» **Exercise task**
Copy the rows below word for word, from the line with "outline <item>black shorts</item>, every" to the line with "M 151 128 L", and leave out every other row.

» **Dataset extract**
+--
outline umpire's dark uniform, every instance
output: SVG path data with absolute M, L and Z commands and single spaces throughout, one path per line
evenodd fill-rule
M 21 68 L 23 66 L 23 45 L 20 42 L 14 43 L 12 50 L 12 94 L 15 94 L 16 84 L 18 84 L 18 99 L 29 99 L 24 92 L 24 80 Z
+--
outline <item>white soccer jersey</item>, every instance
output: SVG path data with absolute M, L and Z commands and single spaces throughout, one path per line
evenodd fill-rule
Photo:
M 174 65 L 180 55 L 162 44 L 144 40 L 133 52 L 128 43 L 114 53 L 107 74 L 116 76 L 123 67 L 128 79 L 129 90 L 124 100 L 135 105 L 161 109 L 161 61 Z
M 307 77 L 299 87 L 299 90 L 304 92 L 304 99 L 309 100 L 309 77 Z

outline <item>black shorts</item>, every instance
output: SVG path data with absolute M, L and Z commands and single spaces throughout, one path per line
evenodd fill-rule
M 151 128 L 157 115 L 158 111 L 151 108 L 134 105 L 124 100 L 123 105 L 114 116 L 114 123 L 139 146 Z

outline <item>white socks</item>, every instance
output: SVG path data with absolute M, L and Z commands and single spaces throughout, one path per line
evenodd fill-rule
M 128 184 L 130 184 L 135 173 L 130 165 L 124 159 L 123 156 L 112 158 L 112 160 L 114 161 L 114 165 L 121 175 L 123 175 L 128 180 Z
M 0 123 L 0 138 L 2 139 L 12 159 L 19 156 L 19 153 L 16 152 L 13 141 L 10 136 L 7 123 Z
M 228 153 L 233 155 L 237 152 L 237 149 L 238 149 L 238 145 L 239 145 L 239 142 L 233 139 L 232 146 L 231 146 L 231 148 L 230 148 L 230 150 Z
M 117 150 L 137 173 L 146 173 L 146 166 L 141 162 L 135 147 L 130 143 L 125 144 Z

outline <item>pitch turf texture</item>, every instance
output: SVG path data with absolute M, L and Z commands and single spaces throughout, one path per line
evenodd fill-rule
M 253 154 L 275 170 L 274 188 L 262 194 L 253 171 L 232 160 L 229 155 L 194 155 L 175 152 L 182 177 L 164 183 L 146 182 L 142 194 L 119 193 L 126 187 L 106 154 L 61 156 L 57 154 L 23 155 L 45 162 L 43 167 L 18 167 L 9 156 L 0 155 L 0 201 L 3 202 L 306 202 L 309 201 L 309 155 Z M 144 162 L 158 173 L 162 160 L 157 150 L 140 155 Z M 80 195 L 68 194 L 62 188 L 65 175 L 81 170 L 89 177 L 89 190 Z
+--
» **Complete output**
outline <item>black shorts</item>, every instance
output: SVG path data with absolute M, L and Z commands and single spaces throughout, one path per line
evenodd fill-rule
M 151 128 L 157 115 L 158 111 L 151 108 L 134 105 L 124 100 L 123 105 L 114 116 L 114 123 L 139 146 Z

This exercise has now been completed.